#### YOUR TASK
Please print only the top portion of the entries below, ending with the line that contains "Query: team logo on cap", exactly as written.
BEGIN RECORD EXTRACTS
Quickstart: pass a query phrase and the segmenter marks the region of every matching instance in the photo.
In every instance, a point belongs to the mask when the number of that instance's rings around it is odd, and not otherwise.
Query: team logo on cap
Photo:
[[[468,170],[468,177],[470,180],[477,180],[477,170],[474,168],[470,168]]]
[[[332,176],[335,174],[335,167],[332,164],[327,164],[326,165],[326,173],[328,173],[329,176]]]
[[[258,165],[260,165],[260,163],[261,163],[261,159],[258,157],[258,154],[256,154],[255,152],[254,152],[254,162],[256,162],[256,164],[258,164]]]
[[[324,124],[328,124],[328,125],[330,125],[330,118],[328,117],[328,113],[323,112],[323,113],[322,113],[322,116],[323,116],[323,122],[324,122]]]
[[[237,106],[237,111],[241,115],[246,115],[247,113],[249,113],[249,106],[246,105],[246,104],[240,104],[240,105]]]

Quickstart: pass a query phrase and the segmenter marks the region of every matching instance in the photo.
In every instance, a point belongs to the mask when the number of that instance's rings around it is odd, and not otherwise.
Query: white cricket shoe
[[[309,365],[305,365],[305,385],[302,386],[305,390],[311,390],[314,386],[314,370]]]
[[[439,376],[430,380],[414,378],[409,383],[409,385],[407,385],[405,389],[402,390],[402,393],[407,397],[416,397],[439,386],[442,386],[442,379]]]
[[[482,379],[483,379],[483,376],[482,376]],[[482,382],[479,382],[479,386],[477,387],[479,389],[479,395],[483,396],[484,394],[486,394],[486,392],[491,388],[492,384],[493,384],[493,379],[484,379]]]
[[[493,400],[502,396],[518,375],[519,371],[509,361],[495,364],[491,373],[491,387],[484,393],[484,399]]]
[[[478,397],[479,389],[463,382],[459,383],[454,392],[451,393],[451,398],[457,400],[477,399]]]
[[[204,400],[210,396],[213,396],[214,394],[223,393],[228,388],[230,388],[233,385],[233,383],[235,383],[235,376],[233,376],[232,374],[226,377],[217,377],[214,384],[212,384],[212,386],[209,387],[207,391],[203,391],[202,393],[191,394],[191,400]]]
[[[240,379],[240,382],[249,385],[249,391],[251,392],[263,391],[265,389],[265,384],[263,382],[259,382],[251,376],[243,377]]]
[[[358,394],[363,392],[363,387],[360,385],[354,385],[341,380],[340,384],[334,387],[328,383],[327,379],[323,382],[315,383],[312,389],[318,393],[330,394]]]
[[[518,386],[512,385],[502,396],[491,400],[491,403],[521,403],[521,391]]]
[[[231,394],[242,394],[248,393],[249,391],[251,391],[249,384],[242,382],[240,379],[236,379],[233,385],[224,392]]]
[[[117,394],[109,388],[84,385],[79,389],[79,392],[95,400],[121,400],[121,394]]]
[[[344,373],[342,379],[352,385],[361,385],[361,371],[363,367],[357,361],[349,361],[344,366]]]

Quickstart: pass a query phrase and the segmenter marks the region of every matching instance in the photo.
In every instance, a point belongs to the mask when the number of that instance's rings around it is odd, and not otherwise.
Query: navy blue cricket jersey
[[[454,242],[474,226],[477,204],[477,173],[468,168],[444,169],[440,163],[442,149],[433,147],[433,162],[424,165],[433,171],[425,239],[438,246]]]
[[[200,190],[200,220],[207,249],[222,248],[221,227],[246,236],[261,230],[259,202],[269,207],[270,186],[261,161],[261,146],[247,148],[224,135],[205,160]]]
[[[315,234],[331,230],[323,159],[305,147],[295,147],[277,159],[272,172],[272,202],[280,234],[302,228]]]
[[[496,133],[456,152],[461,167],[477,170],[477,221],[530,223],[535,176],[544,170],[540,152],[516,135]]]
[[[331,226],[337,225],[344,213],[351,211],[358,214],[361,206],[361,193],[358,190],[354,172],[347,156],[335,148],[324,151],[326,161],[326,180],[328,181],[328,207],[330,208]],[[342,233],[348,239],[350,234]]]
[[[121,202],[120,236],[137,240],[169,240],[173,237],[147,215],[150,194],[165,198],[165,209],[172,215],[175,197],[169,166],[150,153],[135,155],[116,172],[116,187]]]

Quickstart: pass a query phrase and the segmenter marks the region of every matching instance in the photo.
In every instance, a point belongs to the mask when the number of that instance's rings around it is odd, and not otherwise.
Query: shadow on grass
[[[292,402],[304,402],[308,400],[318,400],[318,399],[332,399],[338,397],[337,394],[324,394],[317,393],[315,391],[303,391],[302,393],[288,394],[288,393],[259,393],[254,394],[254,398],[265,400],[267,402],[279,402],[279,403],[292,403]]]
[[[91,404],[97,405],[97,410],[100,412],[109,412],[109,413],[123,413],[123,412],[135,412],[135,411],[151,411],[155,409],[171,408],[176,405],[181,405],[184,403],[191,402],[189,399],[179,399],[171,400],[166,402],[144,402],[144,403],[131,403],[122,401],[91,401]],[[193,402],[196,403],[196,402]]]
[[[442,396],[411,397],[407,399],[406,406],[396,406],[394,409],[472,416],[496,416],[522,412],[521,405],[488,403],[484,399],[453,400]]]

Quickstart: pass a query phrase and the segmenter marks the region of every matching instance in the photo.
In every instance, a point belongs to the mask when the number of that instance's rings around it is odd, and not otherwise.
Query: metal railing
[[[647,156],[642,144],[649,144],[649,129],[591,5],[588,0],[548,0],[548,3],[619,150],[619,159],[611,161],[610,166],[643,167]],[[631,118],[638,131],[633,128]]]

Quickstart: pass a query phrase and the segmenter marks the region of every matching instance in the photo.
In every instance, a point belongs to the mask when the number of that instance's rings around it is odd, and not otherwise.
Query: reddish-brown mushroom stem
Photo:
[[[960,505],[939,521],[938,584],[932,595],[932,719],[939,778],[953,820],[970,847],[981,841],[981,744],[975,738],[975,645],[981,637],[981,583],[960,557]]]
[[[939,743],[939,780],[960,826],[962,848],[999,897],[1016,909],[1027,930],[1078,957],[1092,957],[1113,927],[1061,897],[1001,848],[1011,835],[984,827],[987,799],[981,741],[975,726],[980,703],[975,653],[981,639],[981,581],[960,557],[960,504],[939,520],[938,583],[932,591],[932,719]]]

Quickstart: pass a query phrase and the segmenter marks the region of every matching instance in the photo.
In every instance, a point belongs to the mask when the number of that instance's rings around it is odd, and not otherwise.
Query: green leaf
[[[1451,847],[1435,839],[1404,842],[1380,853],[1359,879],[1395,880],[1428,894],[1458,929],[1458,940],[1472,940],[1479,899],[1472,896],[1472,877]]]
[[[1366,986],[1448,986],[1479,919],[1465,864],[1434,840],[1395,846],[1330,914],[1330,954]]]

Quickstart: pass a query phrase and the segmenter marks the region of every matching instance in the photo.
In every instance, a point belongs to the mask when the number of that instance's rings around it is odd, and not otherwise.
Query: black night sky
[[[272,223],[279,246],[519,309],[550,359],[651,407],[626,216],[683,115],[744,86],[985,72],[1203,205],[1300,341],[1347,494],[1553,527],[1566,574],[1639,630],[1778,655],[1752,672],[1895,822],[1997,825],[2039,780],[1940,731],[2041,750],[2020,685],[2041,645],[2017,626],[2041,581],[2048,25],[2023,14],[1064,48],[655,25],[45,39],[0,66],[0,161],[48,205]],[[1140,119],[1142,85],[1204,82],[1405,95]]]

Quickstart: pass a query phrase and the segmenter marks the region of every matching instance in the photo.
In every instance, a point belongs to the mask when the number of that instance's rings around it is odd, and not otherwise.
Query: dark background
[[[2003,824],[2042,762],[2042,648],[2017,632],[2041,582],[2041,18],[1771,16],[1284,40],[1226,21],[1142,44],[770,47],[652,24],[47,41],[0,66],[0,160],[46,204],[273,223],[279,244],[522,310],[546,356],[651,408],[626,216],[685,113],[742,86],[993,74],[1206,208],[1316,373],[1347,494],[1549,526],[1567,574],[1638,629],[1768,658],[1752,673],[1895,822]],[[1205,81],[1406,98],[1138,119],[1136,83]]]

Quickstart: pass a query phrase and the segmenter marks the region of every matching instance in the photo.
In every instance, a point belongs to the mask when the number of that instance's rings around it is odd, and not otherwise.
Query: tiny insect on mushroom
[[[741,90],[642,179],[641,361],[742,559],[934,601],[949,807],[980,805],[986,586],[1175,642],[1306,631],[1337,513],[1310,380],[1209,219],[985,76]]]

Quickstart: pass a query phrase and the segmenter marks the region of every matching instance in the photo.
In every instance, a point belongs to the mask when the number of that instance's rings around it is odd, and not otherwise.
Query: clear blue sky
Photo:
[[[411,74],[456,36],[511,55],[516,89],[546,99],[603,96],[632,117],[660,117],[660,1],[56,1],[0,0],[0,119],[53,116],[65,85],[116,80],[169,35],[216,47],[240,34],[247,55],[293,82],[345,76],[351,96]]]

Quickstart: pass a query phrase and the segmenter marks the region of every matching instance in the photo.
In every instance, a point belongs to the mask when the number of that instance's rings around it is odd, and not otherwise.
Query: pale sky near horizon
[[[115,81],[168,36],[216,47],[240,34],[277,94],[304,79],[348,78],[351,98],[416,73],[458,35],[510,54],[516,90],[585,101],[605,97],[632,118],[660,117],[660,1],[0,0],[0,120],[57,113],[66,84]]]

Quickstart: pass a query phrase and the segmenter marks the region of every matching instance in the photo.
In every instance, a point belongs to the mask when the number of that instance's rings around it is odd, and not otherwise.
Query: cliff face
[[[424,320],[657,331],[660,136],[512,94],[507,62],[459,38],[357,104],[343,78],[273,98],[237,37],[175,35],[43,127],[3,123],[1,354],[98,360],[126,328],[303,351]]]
END RECORD EXTRACTS
#### FINAL ANSWER
Quickstart: pass a query phrase and the segmenter marks the region of every matching instance in the photo.
In every instance, a point belongs to the mask when the number of that instance's rings around it is odd, and not otherwise.
Query: team logo on cap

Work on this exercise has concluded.